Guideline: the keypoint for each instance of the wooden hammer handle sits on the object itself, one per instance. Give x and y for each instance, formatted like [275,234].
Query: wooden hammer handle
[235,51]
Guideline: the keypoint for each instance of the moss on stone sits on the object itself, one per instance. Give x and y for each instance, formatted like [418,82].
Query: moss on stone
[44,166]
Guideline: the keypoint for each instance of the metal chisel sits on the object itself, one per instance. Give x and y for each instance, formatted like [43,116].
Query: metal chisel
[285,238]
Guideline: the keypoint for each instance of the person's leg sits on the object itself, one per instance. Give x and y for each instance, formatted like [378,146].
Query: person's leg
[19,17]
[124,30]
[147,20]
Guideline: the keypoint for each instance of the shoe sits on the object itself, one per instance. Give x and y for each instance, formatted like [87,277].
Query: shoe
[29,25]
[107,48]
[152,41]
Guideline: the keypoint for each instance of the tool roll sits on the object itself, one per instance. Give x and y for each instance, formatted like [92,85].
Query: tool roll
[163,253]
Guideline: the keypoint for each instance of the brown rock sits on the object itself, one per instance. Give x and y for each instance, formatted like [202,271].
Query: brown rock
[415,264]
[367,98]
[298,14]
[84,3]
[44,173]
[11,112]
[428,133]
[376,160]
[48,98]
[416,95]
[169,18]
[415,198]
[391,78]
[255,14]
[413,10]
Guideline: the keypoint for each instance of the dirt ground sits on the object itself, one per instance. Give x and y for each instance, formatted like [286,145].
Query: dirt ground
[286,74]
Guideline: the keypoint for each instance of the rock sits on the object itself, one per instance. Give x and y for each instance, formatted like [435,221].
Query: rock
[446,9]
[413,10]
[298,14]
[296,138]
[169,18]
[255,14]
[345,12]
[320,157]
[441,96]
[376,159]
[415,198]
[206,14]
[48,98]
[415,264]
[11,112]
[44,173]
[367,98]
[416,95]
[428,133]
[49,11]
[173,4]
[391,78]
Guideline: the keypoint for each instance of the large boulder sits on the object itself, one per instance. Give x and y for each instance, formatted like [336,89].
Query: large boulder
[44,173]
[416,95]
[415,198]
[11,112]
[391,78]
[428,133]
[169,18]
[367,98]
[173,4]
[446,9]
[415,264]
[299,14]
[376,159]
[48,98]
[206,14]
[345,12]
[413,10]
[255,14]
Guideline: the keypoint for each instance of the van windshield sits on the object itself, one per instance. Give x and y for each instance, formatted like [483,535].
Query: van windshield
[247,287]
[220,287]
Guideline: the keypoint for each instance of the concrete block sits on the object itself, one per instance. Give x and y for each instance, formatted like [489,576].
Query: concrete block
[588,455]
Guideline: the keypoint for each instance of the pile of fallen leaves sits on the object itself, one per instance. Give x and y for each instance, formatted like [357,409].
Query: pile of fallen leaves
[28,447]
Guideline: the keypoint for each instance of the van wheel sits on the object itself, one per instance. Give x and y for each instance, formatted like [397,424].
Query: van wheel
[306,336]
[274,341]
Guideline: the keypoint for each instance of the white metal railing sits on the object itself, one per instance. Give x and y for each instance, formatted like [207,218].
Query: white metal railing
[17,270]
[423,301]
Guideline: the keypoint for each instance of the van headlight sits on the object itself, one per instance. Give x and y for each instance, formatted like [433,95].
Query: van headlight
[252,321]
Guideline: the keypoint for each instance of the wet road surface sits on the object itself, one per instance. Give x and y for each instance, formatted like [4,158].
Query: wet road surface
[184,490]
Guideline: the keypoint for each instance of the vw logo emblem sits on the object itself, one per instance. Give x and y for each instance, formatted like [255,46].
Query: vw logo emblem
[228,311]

§ What is asked: Copy exactly the lines of the listing above, beginning at the line with "Guideline: the keypoint for each instance of the large" and ending at its final line; write out nothing else.

§ Exercise solution:
Guideline: the keypoint for each instance of the large boulder sits on the object itself, one per instance. Give x and y for each instance, formatted like [336,89].
Query: large boulder
[44,173]
[416,95]
[415,198]
[11,112]
[391,78]
[428,133]
[169,18]
[367,98]
[173,4]
[446,9]
[415,264]
[299,14]
[376,159]
[48,98]
[206,14]
[345,12]
[413,10]
[255,14]
Guideline: the keypoint for each instance of the van windshield sits on the object itself, one per instance. Give x and y for each instance, formatted like [483,535].
Query: van windshield
[247,287]
[220,287]
Guideline: the keypoint for each instance of the concrete block sits on the object itself, one per instance. Give x and y for each instance, formatted like [489,576].
Query: concrete block
[588,455]
Guideline: the keypoint for each instance of the pile of fallen leaves sits on the object itself, one per instance. Give x and y for each instance, formatted like [357,409].
Query: pile of fallen leaves
[28,447]
Guideline: the keypoint for each instance of the van wheel sits on the object itself, one per instance. Give x and y for each instance, formatted like [397,424].
Query: van wheel
[306,336]
[274,341]
Guideline: the keypoint for each instance of the white metal railing sits on the object itself, one per instance. Give x and y for each instance, formatted like [207,218].
Query: white metal railing
[17,270]
[423,301]
Guideline: the keypoint for each instance of the van headlight sits on the object itself, one per instance. Give x and y for each instance, formatted like [433,95].
Query: van headlight
[252,321]
Guideline: the keypoint for each instance of the wet road surface sits on the object itself, one per instance. Give x and y for each instance, formatted like [4,158].
Query: wet road surface
[184,490]
Guideline: the keypoint for each instance of the vw logo emblem sits on the object itself, one per instance. Give x and y for each instance, formatted like [255,46].
Query: vw logo emblem
[228,311]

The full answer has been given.